Look through the lines below and extract any with the word "green".

Natural-language object grounding data

-*-

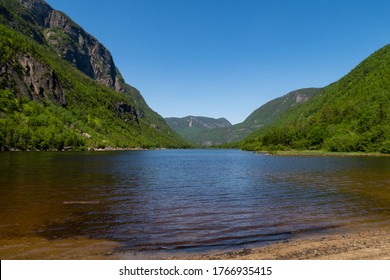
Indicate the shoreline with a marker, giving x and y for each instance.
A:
(362, 244)
(357, 245)
(320, 153)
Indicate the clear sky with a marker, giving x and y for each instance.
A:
(226, 58)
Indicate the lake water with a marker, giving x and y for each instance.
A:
(187, 200)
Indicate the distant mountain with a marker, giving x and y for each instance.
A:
(209, 132)
(352, 114)
(271, 111)
(201, 131)
(60, 88)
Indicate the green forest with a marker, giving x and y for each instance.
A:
(350, 115)
(94, 116)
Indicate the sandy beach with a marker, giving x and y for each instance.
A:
(361, 245)
(358, 245)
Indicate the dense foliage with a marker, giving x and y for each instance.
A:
(352, 114)
(91, 117)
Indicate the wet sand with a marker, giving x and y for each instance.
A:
(362, 245)
(357, 245)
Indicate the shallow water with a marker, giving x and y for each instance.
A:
(187, 200)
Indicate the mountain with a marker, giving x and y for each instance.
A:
(271, 111)
(210, 132)
(201, 131)
(352, 114)
(60, 88)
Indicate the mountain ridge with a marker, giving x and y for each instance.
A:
(45, 101)
(261, 117)
(349, 115)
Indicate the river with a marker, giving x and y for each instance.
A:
(185, 200)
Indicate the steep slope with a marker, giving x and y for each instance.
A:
(201, 131)
(271, 111)
(211, 132)
(46, 103)
(352, 114)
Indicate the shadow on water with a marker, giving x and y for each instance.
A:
(187, 200)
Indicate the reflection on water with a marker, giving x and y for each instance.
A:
(187, 199)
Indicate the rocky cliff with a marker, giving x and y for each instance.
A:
(74, 44)
(58, 83)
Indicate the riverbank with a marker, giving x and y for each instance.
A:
(319, 153)
(361, 245)
(358, 245)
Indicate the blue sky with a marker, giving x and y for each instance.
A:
(226, 58)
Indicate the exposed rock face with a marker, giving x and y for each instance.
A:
(75, 45)
(34, 80)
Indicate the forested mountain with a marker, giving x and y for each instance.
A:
(208, 132)
(202, 131)
(60, 88)
(271, 111)
(352, 114)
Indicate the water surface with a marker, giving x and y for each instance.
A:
(187, 200)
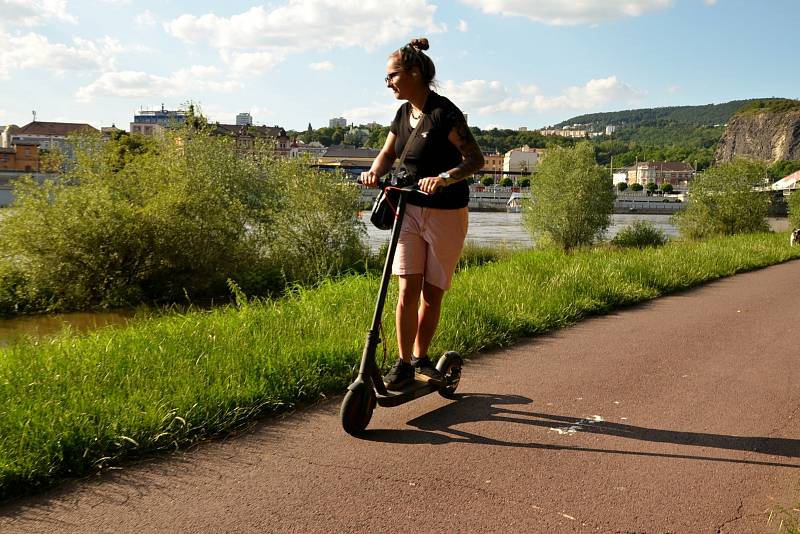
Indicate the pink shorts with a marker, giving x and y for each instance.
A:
(430, 243)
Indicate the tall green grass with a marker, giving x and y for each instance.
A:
(76, 403)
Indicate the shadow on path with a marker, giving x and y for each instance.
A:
(438, 428)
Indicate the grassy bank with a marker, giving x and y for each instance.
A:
(76, 403)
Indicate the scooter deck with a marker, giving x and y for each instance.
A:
(413, 391)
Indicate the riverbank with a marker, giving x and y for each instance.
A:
(81, 403)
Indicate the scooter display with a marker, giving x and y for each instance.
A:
(368, 389)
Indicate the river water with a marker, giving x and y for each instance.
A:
(493, 228)
(485, 228)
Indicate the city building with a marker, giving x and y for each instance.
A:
(20, 157)
(5, 135)
(353, 161)
(108, 131)
(676, 173)
(521, 160)
(337, 122)
(152, 122)
(565, 132)
(244, 119)
(493, 165)
(50, 135)
(313, 149)
(246, 136)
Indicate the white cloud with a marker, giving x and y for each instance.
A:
(263, 36)
(322, 65)
(133, 84)
(488, 97)
(473, 95)
(34, 51)
(561, 13)
(34, 12)
(590, 96)
(244, 63)
(145, 19)
(380, 113)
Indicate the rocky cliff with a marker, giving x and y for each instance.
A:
(768, 136)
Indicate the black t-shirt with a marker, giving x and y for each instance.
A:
(431, 152)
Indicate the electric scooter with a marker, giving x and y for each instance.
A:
(368, 388)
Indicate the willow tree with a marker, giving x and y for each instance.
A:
(572, 198)
(725, 200)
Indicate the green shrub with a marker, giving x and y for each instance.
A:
(177, 217)
(571, 199)
(725, 200)
(794, 209)
(640, 234)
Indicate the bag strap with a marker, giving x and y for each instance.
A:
(410, 140)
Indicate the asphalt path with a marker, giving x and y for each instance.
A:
(679, 415)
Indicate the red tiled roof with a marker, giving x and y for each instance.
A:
(674, 166)
(61, 129)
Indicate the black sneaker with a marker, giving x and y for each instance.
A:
(399, 376)
(426, 372)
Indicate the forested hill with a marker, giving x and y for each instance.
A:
(708, 115)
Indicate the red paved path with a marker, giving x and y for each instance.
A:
(681, 415)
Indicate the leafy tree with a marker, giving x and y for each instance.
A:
(725, 200)
(640, 234)
(781, 169)
(123, 147)
(179, 220)
(571, 199)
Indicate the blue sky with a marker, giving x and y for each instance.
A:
(506, 63)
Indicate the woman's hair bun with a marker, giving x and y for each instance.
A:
(420, 44)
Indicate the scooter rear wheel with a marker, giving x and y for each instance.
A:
(356, 410)
(449, 365)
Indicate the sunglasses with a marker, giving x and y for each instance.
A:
(391, 76)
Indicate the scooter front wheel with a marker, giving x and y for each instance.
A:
(356, 410)
(449, 365)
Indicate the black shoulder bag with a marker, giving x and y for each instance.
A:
(384, 209)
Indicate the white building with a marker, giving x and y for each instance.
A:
(244, 119)
(337, 122)
(50, 135)
(522, 160)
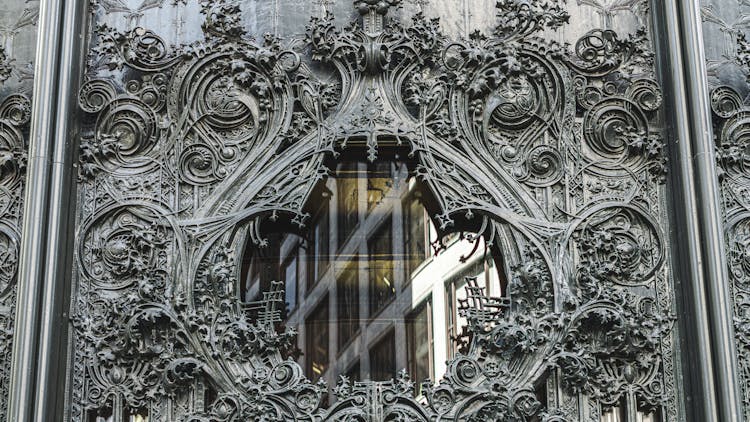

-*-

RESPONSE:
Indicate the green forest with a marker, giving x and y for each instance.
Indicate the tall green grass with a marker, giving x and y for each instance.
Indicate the green shrub with a marker, giving x and y for each instance.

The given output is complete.